▶ [Record excerpts]:

--- Start ---

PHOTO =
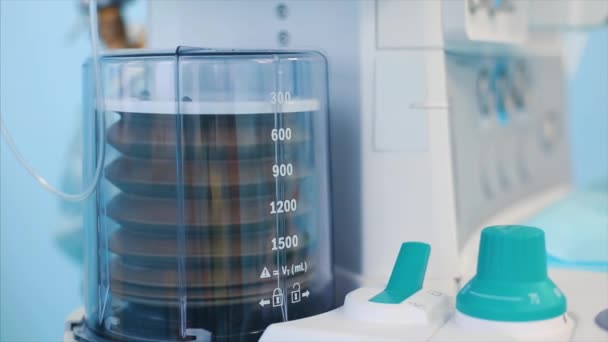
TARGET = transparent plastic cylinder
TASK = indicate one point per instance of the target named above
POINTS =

--- End ---
--- Start ---

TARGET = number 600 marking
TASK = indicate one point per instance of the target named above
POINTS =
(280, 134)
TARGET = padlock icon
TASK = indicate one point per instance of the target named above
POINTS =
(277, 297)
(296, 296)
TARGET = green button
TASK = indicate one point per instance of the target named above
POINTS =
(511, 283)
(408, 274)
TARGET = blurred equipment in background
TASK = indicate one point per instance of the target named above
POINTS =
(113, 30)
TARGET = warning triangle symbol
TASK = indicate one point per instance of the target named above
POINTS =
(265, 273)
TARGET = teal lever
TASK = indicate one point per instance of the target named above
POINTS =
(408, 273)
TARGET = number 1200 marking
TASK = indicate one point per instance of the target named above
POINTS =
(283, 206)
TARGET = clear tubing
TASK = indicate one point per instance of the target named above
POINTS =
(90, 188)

--- End ---
--- Start ---

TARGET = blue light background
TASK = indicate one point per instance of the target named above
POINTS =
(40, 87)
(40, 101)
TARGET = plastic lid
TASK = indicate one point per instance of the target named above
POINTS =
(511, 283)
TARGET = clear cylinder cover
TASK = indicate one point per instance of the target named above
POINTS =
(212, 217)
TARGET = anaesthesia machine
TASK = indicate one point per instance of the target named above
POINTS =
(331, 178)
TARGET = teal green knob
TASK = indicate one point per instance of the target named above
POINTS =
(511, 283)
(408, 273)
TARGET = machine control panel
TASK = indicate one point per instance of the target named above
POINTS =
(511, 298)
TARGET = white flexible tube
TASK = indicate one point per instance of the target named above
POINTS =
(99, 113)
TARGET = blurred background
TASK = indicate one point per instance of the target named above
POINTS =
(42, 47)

--- End ---

▶ [Problem to solve]: Pull out each line of the records above that contains the string "cylinder". Matching is case-sensitive.

▶ [Result of this exercise]:
TARGET = transparent plastic cylinder
TARGET = clear cylinder cover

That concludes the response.